## TEXTE SOURCE

= = = =

Ces pratiques doivent être analysées dans un contexte plus large, en considérant les structures sociales et la représentation des femmes immigrantes qui peut être véhiculée en contexte québécois. Ainsi, les pratiques des intervenantes des maisons d’hébergement semblent répondre au manque de sensibilité et de connaissances des autres acteurs et actrices en ce qui concerne les réalités de ces femmes.

Facteurs modulant les pratiques des intervenantes auprès des femmes immigrantes

Les intervenantes ont identifié des oppressions liées aux expériences des femmes immigrantes comme étant des modulateurs de leurs pratiques : la méconnaissance de la langue, le statut d’immigration et les positions sociales. Ces oppressions placent ces femmes dans des positions d’inégalité face aux autres personnes, incluant les intervenantes en maison d’hébergement et peuvent parfois contribuer à les exclure des services.

La méconnaissance d’une des langues officielles par les femmes hébergées, surtout le français, occupe une grande place dans le discours des intervenantes sur leurs pratiques. Un des enjeux sous-jacents, selon elles, est le risque que celles qui ne maîtrisent pas la langue officielle soient isolées et exclues du fonctionnement interne de la maison :

Si elle ne parle pas la langue […] dans les ateliers, les conversations de cuisine, elle ne participe pas. Puis, on lui reproche d’être isolée. […] La femme ne peut pas créer de liens […].

Élisabeth

Les intervenantes semblent préoccupées par les moyens à mettre en place pour surmonter les barrières linguistiques. Certaines stratégies peuvent compromettre l’autonomisation des femmes et, paradoxalement, les placer dans une position de dépendance face aux autres (intervenantes ou membres de la famille) :

Souvent, quand la femme parle anglais ou français, on lui traduit [l’information], mais si elle parle une autre langue, on a l’information pendant une semaine en attendant que l’interprète vienne. Puis, on prend des décisions pour elle. […] Nous, notre discours, c’est que « tu dois reprendre du pouvoir sur ta vie », mais dans le fond, ce qu’on fait, c’est qu’on prend du pouvoir sur sa vie[…] Ce que nous avons vu souvent, c’est les enfants qui, eux, sont francisés parce qu’ils vont à l’école […] la femme ne l’est pas. Donc, les enfants ont encore plus de pouvoir que la femme. […] On veut aller vite, alors on demande à l’enfant de traduire. Tu sais, il y a ce pouvoir-là aussi. Donc, la femme se retrouve encore plus minimisée alors qu’elle devrait avoir la possibilité de retrouver tout son pouvoir […]

Élisabeth

En effet, si les intervenantes privilégient l’utilisation des services d’interprètes, elles considèrent que ces services ont des limites : le manque de disponibilité qui crée des délais d’attente, le coût des services, le manque de subventions pour les couvrir et, enfin, les lacunes de certaines interprètes. Les femmes pourront se trouver dans une position d’inégalité face aux interprètes qui utilisent leur pouvoir sur elles.

= = = =

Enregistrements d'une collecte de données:

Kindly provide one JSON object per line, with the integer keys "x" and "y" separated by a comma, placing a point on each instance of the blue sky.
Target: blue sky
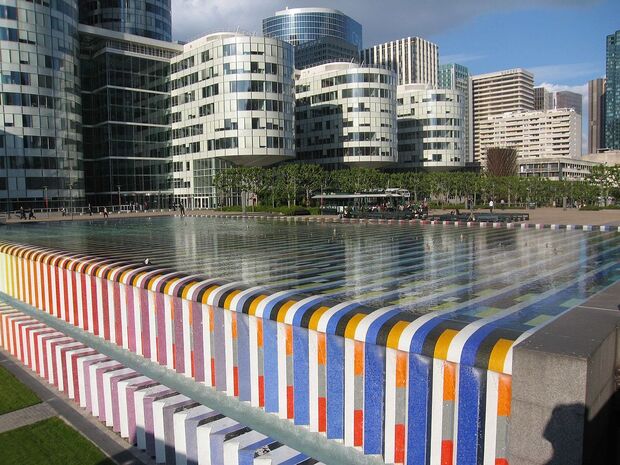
{"x": 561, "y": 45}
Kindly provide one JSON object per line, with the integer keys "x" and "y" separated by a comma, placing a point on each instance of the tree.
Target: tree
{"x": 501, "y": 161}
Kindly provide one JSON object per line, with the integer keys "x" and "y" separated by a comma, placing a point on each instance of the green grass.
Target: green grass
{"x": 50, "y": 442}
{"x": 13, "y": 394}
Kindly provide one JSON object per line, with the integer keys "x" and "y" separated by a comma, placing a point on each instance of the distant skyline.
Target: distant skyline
{"x": 561, "y": 41}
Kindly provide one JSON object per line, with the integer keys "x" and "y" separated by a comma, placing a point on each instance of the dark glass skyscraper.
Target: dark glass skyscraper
{"x": 319, "y": 34}
{"x": 612, "y": 94}
{"x": 147, "y": 18}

= = = =

## TÂCHES ET EXERCICES
[A] Dans le texte sur les intervenantes en maison d'hébergement, quelles oppressions celles-ci ont-elles identifiées comme modulateurs de leurs pratiques auprès des femmes immigrantes ?
[B] Recopiez fidèlement le passage du texte sur les intervenantes en maison d'hébergement qui commence par « Ces pratiques doivent » et se termine par « de ces femmes. ».
[C] Rédigez la suite du texte sur les intervenantes en maison d'hébergement à partir de sa dernière phrase.

## RÉPONSES AUX TÂCHES
[A] La méconnaissance de la langue, le statut d'immigration et les positions sociales.

[B]
Ces pratiques doivent être analysées dans un contexte plus large, en considérant les structures sociales et la représentation des femmes immigrantes qui peut être véhiculée en contexte québécois. Ainsi, les pratiques des intervenantes des maisons d’hébergement semblent répondre au manque de sensibilité et de connaissances des autres acteurs et actrices en ce qui concerne les réalités de ces femmes.

[C]
Puis, tu t’aperçois qu’elle [l’interprète] en dit plus long que […] ce qu’elle [la femme] a dit, mais tu n’as rien compris… Tu sais qu’elle est en train de raccourcir, puis de déformer [ses propos] puis de rappeler l’autre à l’ordre, à la culture, puis à la communauté […] Elle [l’interprète] va traduire ta question, mais tu es comme impuissante parce que tu ne comprends rien.

Florence

On n’a pas les subventions pour ça ! [En parlant du service d’interprète].

Suzanne

Concernant le statut d’immigration des femmes, les intervenantes constatent qu’un statut précaire affecte l’autonomisation de celles-ci; soit elles n’ont pas certains droits (par exemple, le droit de travailler, d’avoir un revenu), soit elles n’ont pas accès à certains programmes qui leur garantiraient une indépendance économique (comme l’aide financière de dernier recours). Cette situation alourdit les démarches et implique plus de temps consacré à la défense des droits[7], face aux fonctionnaires qui ont un pouvoir discrétionnaire important :

Si elle n’a pas de statut, on a un gros travail en arrière à faire pour qu’elle puisse avoir le droit de […] garder ses enfants, ça devient un risque énorme […]. Pour ces femmes-là [les droits] sont toujours cachés dans le [pouvoir] discrétionnaire du ministre… C’est sûr qu’avec les années, on trouve de petites cachettes qui nous aident à donner certains droits à ces femmes-là. Mais, on ne les trouve pas à chacun des cas.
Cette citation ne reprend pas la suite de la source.